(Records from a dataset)
* start *
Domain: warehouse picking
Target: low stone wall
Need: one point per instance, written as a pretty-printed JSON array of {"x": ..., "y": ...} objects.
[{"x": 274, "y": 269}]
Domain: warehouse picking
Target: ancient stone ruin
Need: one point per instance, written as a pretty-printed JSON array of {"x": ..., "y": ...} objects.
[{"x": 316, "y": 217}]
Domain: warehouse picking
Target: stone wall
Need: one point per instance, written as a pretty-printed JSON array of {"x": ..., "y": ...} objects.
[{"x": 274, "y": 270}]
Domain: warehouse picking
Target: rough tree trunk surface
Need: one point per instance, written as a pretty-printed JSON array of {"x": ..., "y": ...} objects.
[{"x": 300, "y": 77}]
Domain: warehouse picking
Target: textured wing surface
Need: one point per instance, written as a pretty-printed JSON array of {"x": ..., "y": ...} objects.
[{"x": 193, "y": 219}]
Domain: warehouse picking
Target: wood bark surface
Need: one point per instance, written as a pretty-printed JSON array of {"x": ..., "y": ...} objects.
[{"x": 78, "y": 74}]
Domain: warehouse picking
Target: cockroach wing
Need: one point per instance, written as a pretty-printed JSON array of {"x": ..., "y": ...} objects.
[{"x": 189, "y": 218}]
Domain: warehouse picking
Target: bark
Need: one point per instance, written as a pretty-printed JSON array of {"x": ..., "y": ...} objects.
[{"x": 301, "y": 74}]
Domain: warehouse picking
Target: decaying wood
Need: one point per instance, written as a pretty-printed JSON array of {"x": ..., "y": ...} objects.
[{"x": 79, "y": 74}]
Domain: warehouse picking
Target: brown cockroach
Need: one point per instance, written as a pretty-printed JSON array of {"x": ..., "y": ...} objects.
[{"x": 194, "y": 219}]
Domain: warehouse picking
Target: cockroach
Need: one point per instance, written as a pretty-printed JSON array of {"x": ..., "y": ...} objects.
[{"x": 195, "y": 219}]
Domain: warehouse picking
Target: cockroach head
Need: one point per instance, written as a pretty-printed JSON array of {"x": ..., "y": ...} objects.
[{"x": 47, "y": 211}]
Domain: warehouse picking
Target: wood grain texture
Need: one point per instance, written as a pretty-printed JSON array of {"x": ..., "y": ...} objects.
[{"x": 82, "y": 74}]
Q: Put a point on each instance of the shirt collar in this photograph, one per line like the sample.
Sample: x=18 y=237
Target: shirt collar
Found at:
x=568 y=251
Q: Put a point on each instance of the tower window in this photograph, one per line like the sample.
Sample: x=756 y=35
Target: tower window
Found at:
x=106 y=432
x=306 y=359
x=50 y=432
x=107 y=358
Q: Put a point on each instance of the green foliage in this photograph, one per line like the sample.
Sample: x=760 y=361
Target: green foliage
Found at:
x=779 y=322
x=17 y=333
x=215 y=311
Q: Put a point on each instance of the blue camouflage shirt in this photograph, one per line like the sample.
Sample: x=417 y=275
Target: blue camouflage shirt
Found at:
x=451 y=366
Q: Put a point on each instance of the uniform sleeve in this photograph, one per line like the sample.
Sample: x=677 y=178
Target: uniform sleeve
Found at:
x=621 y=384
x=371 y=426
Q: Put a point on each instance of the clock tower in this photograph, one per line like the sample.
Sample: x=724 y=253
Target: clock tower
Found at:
* end *
## EXERCISE PROMPT:
Give the portion of the data that opens with the line containing "Q: Put a point on each instance of the clock" and runs through the final line of the data as a Markdown table with the columns No. and Line, numbering each row and leaving out blank lines.

## EXERCISE SOLUTION:
| No. | Line |
|---|---|
| 1 | Q: Put a point on each instance of the clock tower in this photograph, one per line like the sample. |
| 2 | Sample: x=724 y=253 |
| 3 | Target: clock tower |
| 4 | Found at: |